DATA EXCERPTS -
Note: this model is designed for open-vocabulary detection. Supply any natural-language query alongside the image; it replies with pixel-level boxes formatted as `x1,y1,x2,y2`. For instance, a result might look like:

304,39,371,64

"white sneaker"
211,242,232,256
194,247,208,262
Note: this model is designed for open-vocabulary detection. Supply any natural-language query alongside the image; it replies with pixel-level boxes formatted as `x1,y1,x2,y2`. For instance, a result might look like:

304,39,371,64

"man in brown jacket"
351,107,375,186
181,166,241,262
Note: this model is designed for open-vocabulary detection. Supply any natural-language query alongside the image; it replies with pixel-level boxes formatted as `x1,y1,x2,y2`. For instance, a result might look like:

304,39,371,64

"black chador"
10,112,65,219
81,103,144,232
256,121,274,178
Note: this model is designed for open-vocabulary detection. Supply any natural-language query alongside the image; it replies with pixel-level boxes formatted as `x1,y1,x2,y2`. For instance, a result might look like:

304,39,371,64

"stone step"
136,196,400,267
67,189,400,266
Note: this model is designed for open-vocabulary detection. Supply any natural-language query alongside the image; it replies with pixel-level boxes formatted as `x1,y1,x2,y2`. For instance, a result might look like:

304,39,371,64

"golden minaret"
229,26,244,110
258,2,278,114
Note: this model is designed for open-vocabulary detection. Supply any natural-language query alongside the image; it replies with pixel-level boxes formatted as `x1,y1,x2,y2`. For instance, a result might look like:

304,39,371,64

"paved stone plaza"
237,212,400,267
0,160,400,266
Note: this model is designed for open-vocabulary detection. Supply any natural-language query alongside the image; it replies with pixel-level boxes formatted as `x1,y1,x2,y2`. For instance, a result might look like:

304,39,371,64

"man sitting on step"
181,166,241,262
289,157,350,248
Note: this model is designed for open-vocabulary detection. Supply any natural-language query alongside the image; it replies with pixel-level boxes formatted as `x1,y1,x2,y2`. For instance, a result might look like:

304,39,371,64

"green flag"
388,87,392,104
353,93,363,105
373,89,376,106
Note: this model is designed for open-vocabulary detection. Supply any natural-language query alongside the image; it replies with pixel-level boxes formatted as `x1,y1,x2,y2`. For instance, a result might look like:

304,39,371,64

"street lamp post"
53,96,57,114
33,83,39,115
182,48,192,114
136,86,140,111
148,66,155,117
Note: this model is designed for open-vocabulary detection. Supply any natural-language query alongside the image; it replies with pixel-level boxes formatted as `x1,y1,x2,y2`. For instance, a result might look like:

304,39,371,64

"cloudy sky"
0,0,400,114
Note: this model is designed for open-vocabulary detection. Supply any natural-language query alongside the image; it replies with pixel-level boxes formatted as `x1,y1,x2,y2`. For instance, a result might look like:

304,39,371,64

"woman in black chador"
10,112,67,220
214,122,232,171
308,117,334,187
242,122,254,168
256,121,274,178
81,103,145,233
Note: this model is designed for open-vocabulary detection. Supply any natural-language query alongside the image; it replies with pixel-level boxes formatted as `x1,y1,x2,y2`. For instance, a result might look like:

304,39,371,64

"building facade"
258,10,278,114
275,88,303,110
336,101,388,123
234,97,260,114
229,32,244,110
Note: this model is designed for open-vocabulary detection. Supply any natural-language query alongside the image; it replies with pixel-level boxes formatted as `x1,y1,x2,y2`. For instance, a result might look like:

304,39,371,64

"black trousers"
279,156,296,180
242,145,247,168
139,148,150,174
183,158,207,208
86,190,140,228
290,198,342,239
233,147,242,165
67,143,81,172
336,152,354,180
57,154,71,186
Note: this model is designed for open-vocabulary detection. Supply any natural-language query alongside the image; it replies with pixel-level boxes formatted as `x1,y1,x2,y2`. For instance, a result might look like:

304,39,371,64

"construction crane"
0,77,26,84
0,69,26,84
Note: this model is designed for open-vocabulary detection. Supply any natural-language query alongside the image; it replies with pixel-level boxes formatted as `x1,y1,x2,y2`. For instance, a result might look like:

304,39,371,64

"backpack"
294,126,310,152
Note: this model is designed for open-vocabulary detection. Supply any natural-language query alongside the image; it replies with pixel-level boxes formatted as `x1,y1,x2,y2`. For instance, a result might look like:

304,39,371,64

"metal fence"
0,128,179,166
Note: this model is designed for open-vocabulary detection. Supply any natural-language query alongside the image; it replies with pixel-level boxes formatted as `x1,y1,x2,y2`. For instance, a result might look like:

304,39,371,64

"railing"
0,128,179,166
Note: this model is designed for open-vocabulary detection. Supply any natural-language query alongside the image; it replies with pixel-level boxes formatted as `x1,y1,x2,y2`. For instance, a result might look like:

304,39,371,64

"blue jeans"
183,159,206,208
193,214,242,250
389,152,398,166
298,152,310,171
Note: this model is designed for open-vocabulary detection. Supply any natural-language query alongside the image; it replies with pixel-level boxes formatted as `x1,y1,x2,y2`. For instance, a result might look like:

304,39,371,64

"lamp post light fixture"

THE REQUEST - Pull out every line in the material above that contains the word "black", treating uppercase and lowercase as different.

OUTPUT OF THE EXERCISE -
"black chador"
"woman in black chador"
"black trousers"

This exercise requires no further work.